After World War II, the population of Knightdale grew at a steady pace, thanks to the Baby Boom. The corner drugstore, the bank, and the barber shop located on First Avenue served as places of business, as well as places for social gatherings. Movies were often shown on the wall of the old bank building, which is located at the intersection of First Avenue and Main Street. In 1952 a municipal water system was installed.

Beginning in the 1960s the majority of new businesses in Knightdale began locating along US 64. With the addition of the Mingo Creek sewer outfall in the late 1980s, development on the south side of US 64 began. Subdivisions such as Parkside, Planter's Walk and Mingo Creek subdivisions were built, rapidly increasing the town's population. Between 1990 and 2000 Knightdale's population increased from 1,700 to more than 6,000 residents, making it the seventh fastest-growing town in North Carolina.

Assigned task 1 >>
Answer these from the passage on Knightdale:
(a) In what year was a municipal water system installed?
(b) What addition in the late 1980s started development on the south side of US 64?
(c) Between 1990 and 2000, Knightdale's population grew from what figure to what figure?
Assigned task 2 >> Please transcribe everything in the passage on Knightdale from "After World War" down to "system was installed.".
Assigned task 3 >> Pick up the passage on Knightdale after its final sentence and keep writing it.

Data provided >>
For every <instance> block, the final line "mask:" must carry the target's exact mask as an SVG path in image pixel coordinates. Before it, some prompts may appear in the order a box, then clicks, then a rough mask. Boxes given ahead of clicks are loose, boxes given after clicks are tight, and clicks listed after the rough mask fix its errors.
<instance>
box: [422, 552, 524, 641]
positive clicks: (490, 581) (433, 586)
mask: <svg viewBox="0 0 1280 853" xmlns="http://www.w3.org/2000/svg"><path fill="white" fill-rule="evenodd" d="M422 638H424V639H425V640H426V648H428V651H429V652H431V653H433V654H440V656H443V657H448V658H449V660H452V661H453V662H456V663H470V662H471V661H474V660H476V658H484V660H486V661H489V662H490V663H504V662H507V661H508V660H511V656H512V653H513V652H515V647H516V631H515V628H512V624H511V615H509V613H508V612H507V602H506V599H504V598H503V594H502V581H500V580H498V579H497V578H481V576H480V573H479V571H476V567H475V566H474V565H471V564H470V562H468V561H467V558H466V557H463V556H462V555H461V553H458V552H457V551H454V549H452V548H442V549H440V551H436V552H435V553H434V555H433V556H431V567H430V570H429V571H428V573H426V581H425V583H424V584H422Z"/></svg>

Answer section 1 >>
(a) 1952
(b) The Mingo Creek sewer outfall
(c) From 1,700 to more than 6,000 residents

Answer section 2 >>
After World War II, the population of Knightdale grew at a steady pace, thanks to the Baby Boom. The corner drugstore, the bank, and the barber shop located on First Avenue served as places of business, as well as places for social gatherings. Movies were often shown on the wall of the old bank building, which is located at the intersection of First Avenue and Main Street. In 1952 a municipal water system was installed.

Answer section 3 >>
Frankie Muniz, a popular television and film actor, grew up in Knightdale. He started his acting career performing the role of Tiny Tim in "A Christmas Carol" for three years. Nominations for his performances include the Hollywood Reporter Young Star Award and the Young Artist of Hollywood Award. He currently resides in Scottsdale, Arizona.

===21st century===
In 2002, Knightdale's first female mayor, Jeanne Milliken Bonds, was elected.

There are multiple historic sites in Knightdale that are listed on the National Register of Historic Places including:
Beaver Dam, Henry H. and Bettie S. Knight Farm, and Midway Plantation House and Outbuildings.

==Law and government==
Knightdale has a Council-manager government. Under this system the citizens elect a mayor and five council members as the town's governing body. The council then appoints the Town Manager who serves at the discretion of the council. Council members are elected to four-year terms. Three of the members are elected in one year, and the two remaining members and the mayor are elected two years later. The mayor, as the principal elected official of the town, provides leadership to the governing body and the community, and presides over board meetings.

The current mayor is Jessica Day, and current town council members include Latatious Morris (Mayor Pro Tem), Mark Swan, Stephen Morgan, Ben McDonald, and Steve Evans.

==Geography==
According to the United States Census Bureau, the town has a total area of 16.1 km2, all land.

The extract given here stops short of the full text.